> _OBJECTIVE_
In the items below, copy word for word the lines that start with the one containing "Pretty please, detect the orange riding" and go on through the one containing "[754,258,807,315]".

** Start INFORMATION PROVIDED **

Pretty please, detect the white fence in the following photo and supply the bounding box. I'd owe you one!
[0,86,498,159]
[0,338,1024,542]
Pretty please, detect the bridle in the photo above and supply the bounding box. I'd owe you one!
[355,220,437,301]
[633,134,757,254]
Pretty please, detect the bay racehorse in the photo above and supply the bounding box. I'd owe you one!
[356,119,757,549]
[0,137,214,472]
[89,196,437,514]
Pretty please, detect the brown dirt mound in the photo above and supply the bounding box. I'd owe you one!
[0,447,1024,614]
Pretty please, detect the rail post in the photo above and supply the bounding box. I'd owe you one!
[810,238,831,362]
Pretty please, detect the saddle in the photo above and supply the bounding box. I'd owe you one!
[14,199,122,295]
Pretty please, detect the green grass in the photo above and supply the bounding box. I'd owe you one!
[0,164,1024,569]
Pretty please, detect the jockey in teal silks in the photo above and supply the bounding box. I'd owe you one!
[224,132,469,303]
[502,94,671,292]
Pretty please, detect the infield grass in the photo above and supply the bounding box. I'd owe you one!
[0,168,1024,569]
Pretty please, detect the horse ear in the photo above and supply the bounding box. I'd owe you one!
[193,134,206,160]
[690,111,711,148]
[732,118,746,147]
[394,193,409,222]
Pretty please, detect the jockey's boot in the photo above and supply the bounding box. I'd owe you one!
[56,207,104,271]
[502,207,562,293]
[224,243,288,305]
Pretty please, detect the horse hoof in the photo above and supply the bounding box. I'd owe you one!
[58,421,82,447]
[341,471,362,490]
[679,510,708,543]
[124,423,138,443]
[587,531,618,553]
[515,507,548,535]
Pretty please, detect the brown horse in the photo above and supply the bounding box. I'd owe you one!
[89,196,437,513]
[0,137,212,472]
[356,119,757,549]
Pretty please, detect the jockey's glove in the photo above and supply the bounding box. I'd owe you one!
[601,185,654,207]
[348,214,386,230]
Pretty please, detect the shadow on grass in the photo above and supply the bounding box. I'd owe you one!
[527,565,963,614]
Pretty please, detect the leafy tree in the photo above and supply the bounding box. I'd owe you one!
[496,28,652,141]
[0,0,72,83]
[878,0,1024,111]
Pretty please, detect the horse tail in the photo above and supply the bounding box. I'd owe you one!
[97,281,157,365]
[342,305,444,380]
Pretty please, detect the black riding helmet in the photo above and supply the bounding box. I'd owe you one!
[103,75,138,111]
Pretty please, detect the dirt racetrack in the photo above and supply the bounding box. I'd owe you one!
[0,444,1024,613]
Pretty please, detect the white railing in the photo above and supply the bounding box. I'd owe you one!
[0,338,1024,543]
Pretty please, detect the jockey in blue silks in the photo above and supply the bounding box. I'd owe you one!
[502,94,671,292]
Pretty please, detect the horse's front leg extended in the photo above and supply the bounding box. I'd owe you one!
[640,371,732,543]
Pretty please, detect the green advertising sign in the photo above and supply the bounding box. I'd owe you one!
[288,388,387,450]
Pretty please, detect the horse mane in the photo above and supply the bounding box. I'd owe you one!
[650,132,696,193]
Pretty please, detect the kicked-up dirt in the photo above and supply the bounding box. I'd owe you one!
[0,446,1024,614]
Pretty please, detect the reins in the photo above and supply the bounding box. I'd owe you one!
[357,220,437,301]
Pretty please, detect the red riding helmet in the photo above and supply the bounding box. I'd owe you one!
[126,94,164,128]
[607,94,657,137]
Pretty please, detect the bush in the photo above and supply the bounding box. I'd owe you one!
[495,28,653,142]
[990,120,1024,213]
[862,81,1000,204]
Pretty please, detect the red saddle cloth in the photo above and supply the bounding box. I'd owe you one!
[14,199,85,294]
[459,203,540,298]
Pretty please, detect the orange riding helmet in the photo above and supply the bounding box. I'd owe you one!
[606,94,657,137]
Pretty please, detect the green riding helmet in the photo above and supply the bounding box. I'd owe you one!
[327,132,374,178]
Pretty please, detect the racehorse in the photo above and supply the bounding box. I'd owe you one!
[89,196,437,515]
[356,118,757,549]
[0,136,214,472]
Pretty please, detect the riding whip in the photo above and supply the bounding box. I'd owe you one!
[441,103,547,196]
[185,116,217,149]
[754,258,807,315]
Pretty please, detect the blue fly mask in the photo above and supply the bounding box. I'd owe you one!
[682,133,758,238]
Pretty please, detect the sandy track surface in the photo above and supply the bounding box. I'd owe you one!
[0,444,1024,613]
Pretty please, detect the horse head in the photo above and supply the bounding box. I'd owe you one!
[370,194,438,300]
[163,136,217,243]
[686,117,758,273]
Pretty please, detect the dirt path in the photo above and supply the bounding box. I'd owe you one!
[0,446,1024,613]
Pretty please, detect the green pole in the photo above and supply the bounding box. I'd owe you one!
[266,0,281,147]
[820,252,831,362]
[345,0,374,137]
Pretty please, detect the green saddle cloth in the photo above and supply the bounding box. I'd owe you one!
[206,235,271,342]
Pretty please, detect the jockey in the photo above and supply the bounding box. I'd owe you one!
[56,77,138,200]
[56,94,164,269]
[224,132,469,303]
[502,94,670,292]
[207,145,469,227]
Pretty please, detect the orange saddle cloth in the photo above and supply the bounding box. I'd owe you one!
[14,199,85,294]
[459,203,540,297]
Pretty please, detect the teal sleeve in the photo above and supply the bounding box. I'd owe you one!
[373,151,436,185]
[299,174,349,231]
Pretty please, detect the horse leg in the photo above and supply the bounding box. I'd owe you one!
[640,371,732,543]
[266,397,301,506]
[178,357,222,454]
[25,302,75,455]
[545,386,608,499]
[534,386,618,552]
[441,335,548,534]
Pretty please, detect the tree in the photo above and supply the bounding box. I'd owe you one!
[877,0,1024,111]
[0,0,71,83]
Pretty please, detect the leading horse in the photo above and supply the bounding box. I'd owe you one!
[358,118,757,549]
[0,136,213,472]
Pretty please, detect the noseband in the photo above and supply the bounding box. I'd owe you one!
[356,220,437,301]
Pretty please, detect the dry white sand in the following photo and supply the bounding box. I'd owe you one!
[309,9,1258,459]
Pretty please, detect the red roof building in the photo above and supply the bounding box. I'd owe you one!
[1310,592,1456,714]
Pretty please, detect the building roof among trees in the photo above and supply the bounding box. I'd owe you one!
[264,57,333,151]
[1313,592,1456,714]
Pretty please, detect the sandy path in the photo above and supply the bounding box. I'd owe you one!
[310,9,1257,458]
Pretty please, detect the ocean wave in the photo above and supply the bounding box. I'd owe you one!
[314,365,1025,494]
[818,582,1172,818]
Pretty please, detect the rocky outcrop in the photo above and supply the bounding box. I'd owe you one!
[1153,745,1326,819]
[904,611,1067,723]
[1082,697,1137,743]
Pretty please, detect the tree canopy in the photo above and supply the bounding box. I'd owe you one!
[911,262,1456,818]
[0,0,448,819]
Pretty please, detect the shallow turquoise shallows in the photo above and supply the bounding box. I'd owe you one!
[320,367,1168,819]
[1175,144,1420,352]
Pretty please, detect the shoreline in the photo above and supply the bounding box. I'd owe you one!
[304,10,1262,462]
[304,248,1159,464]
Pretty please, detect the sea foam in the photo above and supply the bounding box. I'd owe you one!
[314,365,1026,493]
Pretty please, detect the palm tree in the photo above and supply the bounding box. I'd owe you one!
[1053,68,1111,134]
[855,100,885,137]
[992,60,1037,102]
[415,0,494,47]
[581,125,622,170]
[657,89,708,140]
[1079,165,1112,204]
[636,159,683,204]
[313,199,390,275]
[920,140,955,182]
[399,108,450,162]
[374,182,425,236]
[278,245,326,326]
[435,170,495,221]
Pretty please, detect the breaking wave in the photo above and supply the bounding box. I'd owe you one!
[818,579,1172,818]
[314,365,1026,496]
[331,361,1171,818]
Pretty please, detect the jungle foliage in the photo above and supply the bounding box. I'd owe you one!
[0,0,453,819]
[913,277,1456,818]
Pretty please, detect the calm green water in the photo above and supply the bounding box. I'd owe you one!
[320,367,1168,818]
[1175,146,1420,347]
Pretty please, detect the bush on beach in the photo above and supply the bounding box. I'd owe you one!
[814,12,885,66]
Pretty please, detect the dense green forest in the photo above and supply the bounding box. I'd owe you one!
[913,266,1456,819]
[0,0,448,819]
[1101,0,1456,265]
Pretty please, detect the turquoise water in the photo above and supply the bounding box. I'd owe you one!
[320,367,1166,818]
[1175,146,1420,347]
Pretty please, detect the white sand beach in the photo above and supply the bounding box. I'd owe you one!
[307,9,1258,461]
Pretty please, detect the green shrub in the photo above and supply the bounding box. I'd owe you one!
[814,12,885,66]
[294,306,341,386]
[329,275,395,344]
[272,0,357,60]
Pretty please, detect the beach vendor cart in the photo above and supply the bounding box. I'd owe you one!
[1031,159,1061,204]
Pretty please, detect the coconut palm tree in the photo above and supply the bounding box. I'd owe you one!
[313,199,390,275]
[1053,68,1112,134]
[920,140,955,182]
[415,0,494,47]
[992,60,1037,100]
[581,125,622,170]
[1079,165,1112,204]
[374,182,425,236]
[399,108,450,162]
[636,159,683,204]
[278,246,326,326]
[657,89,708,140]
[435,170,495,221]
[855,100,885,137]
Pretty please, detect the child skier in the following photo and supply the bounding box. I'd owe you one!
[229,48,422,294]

** End INFORMATION PROVIDED **

> _WRITTEN SOLUTION_
Pretty please, detect the orange riding helmet in the photo above and supply the bounding box. I'd owe you one!
[606,94,657,137]
Pretty please, detect the green riding helmet in the photo above and supply the bounding box. I'd owe you one!
[327,132,374,178]
Pretty please, detect the racehorse in the photo above and supply the bounding box. I'd owe you one!
[89,196,437,515]
[356,118,757,549]
[0,136,214,472]
Pretty please, detect the riding whip in the photo above and supply the bounding box. I'd owe you one!
[441,103,547,196]
[185,116,217,149]
[754,258,807,315]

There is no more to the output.